EXERCISE ▸ Give the data again exactly as it appears.

*** DATA FOR REVIEW ***

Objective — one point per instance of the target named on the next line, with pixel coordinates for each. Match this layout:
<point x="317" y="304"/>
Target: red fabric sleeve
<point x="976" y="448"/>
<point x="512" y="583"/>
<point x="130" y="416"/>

***

RESPONSE TO THIS EXERCISE ▸
Objective — one point per instance of the target named on the next line, with pixel coordinates for each. Match this layout:
<point x="317" y="304"/>
Target: red fabric sleeve
<point x="976" y="448"/>
<point x="512" y="583"/>
<point x="130" y="416"/>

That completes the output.